Short exercise 1: Which lines of the entries below contain the word "ceiling"? Filter them out and copy each one.

Passage shown:
## Begin
- Supreme Court of the United States

Argued January 13, 2025 Decided June 20, 2025
- Full case name: Karyn D. Stanley v. City of Sanford, Florida
- Docket no.: 23-997
- Argument: Oral argument
- Decision: Opinion

Case history
- Prior: Summary judgement, Docket No. 6:20-cv-00629-WWB-GJK; United States District Court for the Middle District of Florida; Judgement of the District Court affirmed, 83 F.4th 1333 (11th Cir. 2023); United States Court of Appeals for the Eleventh Circuit;

Questions presented
- Under the Americans with Disabilities Act, does a former employee—who was qualified to perform her job and who earned post-employment benefits while employed—lose her right to sue over discrimination with respect to those benefits solely because she no longer holds her job?
## End
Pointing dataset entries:
## Begin
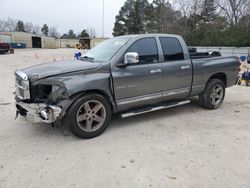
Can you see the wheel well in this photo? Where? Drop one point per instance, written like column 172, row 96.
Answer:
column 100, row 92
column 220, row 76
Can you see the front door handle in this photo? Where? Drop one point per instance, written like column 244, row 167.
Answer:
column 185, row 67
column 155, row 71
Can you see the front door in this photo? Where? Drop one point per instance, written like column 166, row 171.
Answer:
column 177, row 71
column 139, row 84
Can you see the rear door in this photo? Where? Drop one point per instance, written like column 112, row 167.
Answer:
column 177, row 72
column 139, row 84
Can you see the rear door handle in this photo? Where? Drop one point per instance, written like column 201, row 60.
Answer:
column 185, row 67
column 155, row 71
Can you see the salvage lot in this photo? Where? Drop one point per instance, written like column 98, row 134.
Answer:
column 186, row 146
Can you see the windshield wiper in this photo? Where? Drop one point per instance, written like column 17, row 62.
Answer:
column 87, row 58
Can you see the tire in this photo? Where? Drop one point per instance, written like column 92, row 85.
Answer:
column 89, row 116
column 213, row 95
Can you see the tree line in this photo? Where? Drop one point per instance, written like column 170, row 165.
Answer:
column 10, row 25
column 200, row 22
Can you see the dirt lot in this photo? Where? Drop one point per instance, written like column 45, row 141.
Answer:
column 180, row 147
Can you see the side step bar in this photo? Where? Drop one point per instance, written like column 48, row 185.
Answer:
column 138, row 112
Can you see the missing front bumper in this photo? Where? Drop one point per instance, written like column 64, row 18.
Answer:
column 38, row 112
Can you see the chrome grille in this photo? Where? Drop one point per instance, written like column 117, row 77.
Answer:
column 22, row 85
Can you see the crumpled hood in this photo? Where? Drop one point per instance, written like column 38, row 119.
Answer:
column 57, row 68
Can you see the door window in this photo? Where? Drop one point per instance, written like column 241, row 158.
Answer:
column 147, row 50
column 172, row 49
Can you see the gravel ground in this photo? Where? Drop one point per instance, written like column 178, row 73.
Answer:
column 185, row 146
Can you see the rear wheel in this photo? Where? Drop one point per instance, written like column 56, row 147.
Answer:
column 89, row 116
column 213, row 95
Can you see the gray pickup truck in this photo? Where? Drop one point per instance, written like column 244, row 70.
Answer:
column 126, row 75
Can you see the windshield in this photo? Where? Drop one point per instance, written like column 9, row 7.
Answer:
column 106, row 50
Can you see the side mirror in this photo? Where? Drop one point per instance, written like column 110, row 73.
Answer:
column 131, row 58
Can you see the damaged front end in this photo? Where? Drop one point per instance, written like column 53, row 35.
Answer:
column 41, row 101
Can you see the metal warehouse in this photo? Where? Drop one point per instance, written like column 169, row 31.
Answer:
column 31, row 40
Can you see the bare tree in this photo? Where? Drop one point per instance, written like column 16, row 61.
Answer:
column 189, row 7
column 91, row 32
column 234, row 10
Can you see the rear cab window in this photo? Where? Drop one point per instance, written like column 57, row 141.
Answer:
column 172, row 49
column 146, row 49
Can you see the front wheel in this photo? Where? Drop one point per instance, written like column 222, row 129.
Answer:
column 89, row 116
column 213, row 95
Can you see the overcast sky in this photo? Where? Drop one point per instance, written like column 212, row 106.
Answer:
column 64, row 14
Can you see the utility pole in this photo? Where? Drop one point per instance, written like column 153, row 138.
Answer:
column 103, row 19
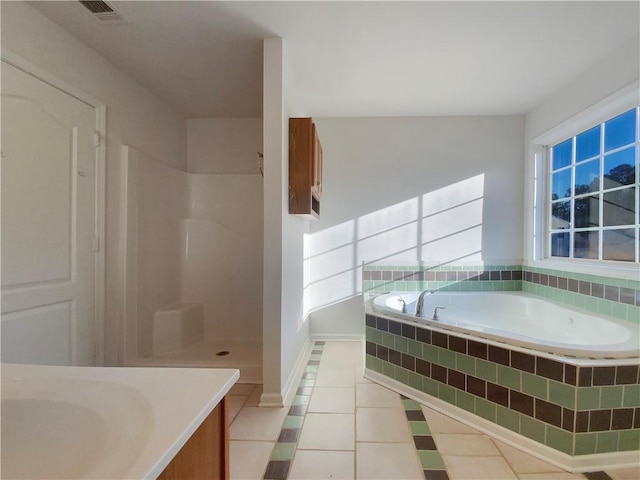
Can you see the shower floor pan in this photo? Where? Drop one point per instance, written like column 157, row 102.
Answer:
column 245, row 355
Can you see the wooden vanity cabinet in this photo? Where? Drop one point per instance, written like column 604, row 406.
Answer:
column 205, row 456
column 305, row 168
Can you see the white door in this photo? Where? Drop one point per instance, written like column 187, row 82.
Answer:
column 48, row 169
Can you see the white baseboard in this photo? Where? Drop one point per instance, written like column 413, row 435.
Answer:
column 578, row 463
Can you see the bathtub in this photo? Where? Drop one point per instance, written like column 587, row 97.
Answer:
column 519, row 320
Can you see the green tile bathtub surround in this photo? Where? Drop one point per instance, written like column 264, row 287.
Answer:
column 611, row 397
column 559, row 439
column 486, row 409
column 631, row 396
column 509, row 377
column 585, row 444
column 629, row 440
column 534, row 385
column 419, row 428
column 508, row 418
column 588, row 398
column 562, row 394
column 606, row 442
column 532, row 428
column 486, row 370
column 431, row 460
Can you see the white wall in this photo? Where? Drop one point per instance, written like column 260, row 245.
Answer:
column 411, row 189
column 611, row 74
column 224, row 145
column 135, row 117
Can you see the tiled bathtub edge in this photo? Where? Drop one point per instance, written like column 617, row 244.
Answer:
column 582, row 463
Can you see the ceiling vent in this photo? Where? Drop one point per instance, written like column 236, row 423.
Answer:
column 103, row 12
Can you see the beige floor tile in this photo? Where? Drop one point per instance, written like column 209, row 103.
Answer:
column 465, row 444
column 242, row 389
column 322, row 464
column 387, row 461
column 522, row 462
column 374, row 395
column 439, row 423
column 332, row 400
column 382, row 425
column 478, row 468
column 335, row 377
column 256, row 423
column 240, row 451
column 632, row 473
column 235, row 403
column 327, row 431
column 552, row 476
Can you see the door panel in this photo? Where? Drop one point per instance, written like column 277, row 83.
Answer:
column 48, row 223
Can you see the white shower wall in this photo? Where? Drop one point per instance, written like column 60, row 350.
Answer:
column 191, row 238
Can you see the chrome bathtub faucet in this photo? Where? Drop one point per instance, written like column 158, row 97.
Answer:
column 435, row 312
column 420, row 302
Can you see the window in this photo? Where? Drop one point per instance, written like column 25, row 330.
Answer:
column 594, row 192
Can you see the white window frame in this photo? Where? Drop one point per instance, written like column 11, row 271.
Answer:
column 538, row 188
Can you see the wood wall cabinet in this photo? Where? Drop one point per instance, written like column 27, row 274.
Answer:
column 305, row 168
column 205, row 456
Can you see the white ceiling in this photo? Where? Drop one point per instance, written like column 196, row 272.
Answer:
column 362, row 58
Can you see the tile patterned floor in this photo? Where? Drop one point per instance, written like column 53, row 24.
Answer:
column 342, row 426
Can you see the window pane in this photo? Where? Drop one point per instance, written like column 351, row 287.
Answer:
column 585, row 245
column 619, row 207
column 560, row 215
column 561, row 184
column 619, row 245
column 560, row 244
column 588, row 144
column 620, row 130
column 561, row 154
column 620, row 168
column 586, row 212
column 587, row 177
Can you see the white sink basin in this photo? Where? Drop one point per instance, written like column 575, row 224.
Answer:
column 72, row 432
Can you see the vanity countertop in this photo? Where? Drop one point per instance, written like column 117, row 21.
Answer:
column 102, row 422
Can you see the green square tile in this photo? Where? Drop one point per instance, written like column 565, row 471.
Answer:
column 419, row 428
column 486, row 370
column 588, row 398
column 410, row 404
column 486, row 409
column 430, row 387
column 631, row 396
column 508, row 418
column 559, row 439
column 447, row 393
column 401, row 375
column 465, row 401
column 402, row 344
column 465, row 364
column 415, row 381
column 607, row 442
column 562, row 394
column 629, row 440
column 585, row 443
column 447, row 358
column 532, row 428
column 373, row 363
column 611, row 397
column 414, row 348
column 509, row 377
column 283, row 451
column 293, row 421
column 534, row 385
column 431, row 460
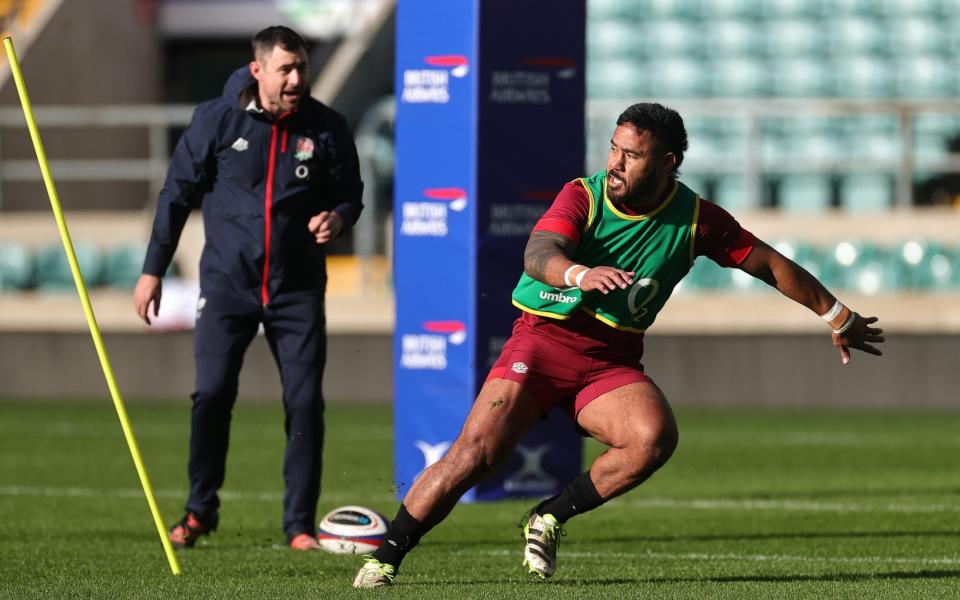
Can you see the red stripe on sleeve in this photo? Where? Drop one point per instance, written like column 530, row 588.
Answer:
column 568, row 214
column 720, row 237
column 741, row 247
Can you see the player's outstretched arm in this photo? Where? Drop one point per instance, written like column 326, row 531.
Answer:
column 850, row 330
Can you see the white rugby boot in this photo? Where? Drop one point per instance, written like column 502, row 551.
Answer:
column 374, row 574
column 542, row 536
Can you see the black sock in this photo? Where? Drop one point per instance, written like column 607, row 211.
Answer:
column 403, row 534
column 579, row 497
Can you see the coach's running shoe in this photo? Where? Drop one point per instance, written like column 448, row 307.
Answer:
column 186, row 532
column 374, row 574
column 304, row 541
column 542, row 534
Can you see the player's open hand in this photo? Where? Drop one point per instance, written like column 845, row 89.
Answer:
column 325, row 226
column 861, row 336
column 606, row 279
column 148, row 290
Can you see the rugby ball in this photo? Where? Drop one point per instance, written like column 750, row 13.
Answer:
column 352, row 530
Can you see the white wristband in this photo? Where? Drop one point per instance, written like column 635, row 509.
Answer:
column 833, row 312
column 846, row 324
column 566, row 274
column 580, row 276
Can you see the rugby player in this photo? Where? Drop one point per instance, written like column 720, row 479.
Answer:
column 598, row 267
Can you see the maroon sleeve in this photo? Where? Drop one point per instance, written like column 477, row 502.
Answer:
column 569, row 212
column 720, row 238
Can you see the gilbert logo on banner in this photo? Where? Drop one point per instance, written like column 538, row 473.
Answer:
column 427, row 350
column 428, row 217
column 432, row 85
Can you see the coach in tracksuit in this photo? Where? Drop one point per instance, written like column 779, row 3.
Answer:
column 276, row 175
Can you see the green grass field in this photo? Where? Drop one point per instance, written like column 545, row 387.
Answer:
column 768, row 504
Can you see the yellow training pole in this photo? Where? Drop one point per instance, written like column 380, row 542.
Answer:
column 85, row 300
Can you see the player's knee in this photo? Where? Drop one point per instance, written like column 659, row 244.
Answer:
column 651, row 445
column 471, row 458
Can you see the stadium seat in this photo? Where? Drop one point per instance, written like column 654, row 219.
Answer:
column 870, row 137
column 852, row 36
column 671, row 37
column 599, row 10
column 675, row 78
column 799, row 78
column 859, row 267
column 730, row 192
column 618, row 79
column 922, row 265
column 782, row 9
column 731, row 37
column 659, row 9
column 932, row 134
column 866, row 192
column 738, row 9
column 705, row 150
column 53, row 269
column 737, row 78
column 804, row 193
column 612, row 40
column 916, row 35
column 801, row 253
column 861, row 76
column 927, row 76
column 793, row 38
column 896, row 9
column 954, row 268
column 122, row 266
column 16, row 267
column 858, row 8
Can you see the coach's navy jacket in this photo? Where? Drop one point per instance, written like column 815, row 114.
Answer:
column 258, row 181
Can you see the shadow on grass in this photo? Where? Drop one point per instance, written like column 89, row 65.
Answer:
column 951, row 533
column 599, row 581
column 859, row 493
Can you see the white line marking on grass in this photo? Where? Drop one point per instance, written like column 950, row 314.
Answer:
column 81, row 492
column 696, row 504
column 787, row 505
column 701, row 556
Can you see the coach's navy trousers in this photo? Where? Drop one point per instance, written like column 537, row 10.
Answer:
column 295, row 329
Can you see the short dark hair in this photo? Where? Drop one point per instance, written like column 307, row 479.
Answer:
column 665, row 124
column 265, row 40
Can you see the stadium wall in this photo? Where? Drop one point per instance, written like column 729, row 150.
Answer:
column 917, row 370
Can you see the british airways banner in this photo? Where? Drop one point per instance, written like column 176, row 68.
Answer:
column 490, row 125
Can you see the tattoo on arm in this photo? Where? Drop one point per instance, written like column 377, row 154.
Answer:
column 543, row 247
## End
Short exercise 2: How would you restate the paragraph in the case summary above that begins "Under the Americans with Disabilities Act" more briefly while keeping its main facts?

Right answer 1:
Can you see the ceiling vent in this photo? Where? Drop one point per instance, written like column 236, row 423.
Can you see the white ceiling in this photo? Where? Drop one point per instance, written like column 196, row 272.

Right answer 2: Under the ADA, does a former employee who was qualified for her job and earned post-employment benefits while working lose her right to sue over discrimination in those benefits solely because she no longer holds the job?